Written task:
Reproduce the stretch of the listing from the line containing "Identify the group" through the end of the listing, including the requests. Offset every coordinate in the answers by adding 126 to it.

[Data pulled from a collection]
......
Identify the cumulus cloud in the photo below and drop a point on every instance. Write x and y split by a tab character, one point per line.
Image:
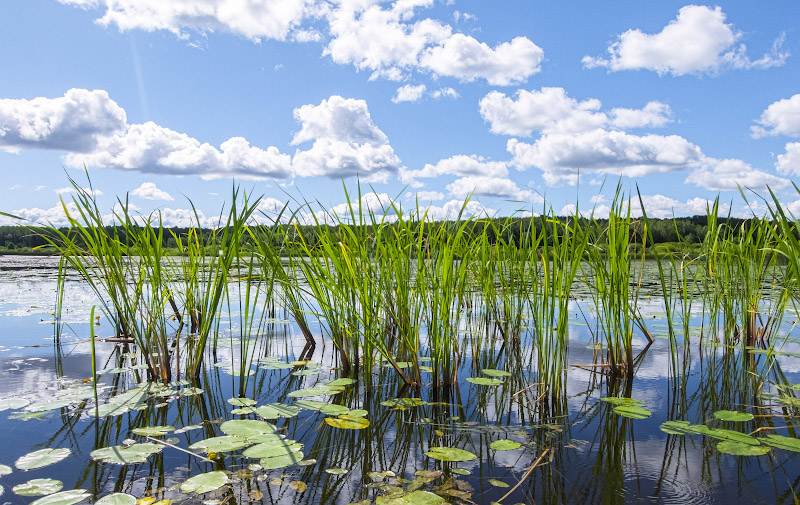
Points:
789	162
499	187
551	110
697	41
399	45
254	19
409	93
562	156
780	118
149	191
73	122
345	142
730	174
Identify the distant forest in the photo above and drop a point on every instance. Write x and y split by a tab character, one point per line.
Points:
682	230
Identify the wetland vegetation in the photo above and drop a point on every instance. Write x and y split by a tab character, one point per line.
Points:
382	357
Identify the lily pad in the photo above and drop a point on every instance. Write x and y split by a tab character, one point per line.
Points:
356	423
782	442
276	410
246	428
632	411
13	403
226	443
124	455
491	372
153	431
504	445
116	499
41	458
205	482
739	449
450	454
483	381
38	487
733	416
63	498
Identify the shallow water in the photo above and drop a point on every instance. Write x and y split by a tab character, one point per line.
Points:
591	453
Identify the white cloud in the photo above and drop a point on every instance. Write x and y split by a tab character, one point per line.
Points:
780	118
551	110
789	162
697	41
562	156
253	19
499	187
467	59
149	191
409	93
398	46
72	122
730	174
151	148
345	142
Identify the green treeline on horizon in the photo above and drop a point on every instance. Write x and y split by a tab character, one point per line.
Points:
682	232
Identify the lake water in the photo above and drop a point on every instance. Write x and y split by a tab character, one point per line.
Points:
585	452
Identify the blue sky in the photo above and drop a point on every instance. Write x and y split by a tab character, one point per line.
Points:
521	104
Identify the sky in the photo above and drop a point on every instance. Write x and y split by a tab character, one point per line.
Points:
521	106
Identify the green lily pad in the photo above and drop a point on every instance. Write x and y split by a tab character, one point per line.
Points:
41	458
38	487
276	410
357	423
782	442
246	428
13	403
739	449
116	499
491	372
63	498
153	431
483	381
226	443
733	416
122	455
273	449
632	411
450	454
205	482
504	445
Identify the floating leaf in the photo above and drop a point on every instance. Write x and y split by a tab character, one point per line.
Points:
41	458
504	445
276	410
153	431
124	455
357	423
205	482
241	402
226	443
781	442
63	498
450	454
491	372
483	381
273	449
38	487
13	403
632	411
733	416
246	428
741	449
116	499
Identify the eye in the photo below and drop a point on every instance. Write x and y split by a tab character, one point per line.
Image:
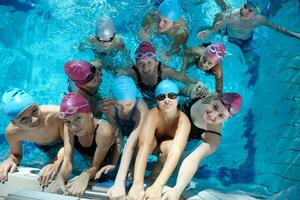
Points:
24	119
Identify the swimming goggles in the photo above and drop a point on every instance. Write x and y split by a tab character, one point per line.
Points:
170	95
106	40
90	77
140	56
72	110
231	109
214	50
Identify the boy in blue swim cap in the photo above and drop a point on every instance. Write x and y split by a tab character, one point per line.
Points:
166	20
165	129
106	43
127	114
239	25
29	122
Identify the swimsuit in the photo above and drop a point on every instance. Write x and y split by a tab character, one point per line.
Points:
148	92
196	132
87	151
126	125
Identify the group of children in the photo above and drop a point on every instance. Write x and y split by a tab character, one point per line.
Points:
154	123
......
The answer:
Identify the group of children in the photo above and drop a point on every instance. Write x and y split by a tab character, one point per line.
Points:
280	249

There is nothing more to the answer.